§ Aim of the exercise
Locate every line in the material below that contains the string "blue", treating uppercase and lowercase as different, and copy each of those lines.

____ Dataset

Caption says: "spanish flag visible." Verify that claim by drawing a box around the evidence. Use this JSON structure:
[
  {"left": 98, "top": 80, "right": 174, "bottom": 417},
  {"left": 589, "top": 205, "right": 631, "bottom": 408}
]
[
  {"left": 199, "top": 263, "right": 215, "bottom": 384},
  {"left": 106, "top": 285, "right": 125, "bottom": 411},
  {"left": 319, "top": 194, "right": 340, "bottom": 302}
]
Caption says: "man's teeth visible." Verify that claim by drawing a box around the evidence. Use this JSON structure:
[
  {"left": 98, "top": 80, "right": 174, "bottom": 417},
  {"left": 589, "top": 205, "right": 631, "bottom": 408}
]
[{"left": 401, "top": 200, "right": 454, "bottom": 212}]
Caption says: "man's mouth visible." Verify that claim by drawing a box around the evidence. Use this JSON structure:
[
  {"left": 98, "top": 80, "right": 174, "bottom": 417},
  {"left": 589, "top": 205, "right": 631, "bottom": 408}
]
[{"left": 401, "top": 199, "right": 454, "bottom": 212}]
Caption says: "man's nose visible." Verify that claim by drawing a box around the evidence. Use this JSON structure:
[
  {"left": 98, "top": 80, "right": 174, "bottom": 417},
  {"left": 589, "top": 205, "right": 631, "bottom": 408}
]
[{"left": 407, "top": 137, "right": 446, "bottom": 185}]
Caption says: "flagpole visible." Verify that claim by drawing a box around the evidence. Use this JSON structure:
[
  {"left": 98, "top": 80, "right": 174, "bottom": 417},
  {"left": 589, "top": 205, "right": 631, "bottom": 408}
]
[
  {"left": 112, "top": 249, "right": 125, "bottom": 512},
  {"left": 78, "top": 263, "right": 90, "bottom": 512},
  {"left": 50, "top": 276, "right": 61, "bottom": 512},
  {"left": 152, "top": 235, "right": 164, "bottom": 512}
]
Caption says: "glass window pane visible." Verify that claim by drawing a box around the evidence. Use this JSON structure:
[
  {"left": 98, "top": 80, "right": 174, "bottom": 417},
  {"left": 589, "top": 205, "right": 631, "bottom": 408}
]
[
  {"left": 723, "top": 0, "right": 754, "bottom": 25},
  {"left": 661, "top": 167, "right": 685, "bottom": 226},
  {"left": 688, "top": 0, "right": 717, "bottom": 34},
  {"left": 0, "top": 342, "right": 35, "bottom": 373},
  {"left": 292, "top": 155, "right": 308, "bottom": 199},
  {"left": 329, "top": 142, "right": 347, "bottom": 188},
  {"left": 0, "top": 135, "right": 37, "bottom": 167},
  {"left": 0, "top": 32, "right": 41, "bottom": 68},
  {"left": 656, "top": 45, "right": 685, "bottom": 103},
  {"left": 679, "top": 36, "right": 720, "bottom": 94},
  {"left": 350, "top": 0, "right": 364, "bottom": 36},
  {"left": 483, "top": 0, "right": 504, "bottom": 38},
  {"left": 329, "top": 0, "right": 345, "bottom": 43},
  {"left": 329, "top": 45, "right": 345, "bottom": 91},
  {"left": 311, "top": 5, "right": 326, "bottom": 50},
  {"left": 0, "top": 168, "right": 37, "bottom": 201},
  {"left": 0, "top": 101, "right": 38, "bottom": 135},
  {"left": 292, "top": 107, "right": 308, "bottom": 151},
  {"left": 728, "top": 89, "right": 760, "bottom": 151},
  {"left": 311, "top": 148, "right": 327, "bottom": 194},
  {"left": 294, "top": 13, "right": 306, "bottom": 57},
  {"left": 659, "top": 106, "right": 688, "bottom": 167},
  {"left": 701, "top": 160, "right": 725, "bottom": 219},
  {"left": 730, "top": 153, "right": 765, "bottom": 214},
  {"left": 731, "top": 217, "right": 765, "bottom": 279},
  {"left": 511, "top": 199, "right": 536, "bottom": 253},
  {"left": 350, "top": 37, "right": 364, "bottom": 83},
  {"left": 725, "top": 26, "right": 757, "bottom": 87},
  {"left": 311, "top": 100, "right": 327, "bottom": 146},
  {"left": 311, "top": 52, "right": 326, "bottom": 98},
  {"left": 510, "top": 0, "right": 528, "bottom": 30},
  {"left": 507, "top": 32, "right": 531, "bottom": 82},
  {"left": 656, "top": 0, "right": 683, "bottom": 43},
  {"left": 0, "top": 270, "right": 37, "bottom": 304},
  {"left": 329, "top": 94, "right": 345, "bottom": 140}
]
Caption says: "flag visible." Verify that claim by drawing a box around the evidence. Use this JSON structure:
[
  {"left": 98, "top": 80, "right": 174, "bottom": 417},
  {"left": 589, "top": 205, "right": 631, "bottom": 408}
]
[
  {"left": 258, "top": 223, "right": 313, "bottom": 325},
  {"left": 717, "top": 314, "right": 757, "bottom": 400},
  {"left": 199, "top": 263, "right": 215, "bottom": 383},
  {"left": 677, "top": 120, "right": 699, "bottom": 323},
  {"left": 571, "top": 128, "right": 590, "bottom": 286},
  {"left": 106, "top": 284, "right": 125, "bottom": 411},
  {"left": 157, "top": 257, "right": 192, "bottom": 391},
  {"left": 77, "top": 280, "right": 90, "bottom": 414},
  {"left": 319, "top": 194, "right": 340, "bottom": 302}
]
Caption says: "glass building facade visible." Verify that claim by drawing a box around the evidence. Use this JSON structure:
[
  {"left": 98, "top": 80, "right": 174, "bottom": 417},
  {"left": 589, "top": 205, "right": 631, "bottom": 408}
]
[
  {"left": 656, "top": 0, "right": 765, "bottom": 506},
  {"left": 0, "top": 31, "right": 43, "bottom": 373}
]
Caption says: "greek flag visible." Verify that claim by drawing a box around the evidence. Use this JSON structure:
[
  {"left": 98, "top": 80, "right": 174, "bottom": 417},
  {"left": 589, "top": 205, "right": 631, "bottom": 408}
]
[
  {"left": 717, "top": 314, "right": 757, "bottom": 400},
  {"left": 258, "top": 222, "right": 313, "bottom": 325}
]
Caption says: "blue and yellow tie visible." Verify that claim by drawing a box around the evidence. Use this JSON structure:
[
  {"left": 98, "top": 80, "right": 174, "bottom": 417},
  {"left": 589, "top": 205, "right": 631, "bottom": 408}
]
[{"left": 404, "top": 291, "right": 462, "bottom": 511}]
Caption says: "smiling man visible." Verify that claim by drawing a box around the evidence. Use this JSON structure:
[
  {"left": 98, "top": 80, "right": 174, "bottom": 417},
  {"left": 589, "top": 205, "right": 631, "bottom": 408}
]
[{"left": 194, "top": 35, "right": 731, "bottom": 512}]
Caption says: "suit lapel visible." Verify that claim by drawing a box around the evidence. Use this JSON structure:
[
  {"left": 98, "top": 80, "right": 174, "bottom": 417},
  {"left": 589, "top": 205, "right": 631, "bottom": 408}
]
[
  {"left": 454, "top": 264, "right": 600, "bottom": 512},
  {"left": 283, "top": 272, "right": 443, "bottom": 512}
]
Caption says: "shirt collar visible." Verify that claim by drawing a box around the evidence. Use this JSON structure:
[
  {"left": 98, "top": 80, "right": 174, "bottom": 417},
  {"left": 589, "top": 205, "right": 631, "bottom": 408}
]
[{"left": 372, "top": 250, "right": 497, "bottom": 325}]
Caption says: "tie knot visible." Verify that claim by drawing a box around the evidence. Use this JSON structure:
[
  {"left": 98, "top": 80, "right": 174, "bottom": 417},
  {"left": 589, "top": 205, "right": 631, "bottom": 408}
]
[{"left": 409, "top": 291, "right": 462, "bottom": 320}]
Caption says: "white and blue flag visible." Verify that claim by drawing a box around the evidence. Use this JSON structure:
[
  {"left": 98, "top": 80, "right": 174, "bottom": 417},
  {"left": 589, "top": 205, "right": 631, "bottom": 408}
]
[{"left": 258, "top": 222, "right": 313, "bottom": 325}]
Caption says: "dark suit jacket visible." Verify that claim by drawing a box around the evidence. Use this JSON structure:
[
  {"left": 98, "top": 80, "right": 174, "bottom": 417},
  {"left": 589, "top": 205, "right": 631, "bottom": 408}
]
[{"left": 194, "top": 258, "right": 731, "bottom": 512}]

________

§ Full answer
Caption says: "blue and yellow tie visible." Verify that claim by drawing a box around the evidence. Use this JSON structure:
Caption says: "white and blue flag visible." Verify that claim by drawing a box around the evidence. Use this JSON structure:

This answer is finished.